[EXTRACTED TEXT]:
M JARDINE 1, C WANNER 2, M NANGAKU 3, B KRAUS 4,5,6, B ZINMAN 7, M MATTHEUS 8, S HANTEL 9, M SCHUMACHER 10, K OHNEBERG 10, SCHMOOR C11, S INZUCCHI 12
1NHMRC Clinical Trials Centre, The University Of Sydney , Specialist Renal Medicine Department, Concord Repatriation General Hospital, Camperdown, Australia, 2Würzburg University Clinic, Würzburg , Germany, 3Division of Nephrology and Endocrinology, Department of Hemodialysis and Apheresis, The University of Tokyo Hospital, Tokyo, Japan, 4Medical Affairs, Boehringer Ingelheim International GmbH, Ingelheim, Germany, 5Department of Internal Medicine I, University Hospital Würzburg, Würzburg, Germany, 6Comprehensive Heart Failure Centre, University of Würzburg, , Germany, 7Lunenfeld-Tanenbaum Research Institute, Mount Sinai Hospital, Toronto, Canada, 8Biostatistics, Boehringer Ingelheim Pharma GmbH & Co KG, Ingelheim, Germany, 9Biostatistics, Boehringer Ingelheim Pharma GmbH & Co KG, Biberach, Germany, 10Institute for Medical Biometry and Statistics and Clinical Trials Unit, Faculty of Medicine, and Medical Center, University of Freiburg, Freiburg, Germany, 11Clinical Trials Unit, Faculty of Medicine and Medical Center, University of Freiburg, Freiburg, Germany , 12Section of Endocrinology, Yale University School of Medicine , New Haven, USA
Aim: Investigate factors mediating empagliflozin kidney benefits observed in EMPA-REG OUTCOME.

[SUPPLIED ENTRIES]:

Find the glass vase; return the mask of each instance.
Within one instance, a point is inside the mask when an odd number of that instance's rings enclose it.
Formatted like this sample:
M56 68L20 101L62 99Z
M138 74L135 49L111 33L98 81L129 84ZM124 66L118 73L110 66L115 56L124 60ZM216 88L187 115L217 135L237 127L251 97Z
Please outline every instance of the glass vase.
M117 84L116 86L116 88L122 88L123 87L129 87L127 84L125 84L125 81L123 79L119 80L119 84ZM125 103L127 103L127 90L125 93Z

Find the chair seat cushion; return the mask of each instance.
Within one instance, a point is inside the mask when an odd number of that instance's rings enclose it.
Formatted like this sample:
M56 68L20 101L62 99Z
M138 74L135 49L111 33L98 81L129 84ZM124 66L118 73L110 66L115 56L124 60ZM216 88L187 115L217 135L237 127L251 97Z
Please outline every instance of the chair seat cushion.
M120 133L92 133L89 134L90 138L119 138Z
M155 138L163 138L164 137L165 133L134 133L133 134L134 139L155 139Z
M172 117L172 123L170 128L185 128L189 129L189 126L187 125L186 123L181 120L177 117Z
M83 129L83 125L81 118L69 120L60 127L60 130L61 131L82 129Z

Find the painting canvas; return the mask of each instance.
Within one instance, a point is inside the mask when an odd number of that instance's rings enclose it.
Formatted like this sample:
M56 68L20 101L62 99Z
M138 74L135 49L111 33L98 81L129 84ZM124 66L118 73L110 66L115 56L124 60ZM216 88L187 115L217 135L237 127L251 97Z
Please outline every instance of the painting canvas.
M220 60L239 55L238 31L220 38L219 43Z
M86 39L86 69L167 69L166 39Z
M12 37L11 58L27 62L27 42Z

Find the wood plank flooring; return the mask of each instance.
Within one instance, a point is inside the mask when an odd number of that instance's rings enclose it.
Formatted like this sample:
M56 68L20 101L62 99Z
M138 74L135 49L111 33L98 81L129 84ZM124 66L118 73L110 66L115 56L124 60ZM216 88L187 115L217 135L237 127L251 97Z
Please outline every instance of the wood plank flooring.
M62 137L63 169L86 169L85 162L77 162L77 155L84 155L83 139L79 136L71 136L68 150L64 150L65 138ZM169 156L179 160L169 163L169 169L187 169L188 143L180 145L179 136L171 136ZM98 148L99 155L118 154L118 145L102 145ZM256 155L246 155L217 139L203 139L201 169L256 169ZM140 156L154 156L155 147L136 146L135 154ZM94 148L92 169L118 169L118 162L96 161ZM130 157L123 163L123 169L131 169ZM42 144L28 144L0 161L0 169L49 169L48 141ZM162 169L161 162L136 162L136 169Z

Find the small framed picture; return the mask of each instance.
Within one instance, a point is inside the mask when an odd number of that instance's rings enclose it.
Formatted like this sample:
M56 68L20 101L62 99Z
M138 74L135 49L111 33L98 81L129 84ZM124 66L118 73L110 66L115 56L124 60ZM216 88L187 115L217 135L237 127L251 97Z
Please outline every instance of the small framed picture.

[WHAT IS EXPECTED]:
Please check each statement against the empagliflozin study text and answer yes or no, quoting the words from that text that decide it. 1. The University of Tokyo Hospital appears among the affiliations. 2. The stated aim concerns factors behind empagliflozin's heart benefits. 3. One Boehringer Ingelheim biostatistics affiliation is located in Biberach.

[COMPLETED EXERCISE]:
1. Yes: "The University of Tokyo Hospital, Tokyo, Japan"
2. No: "Investigate factors mediating empagliflozin kidney benefits observed in EMPA-REG OUTCOME."
3. Yes: "Biostatistics, Boehringer Ingelheim Pharma GmbH & Co KG, Biberach, Germany"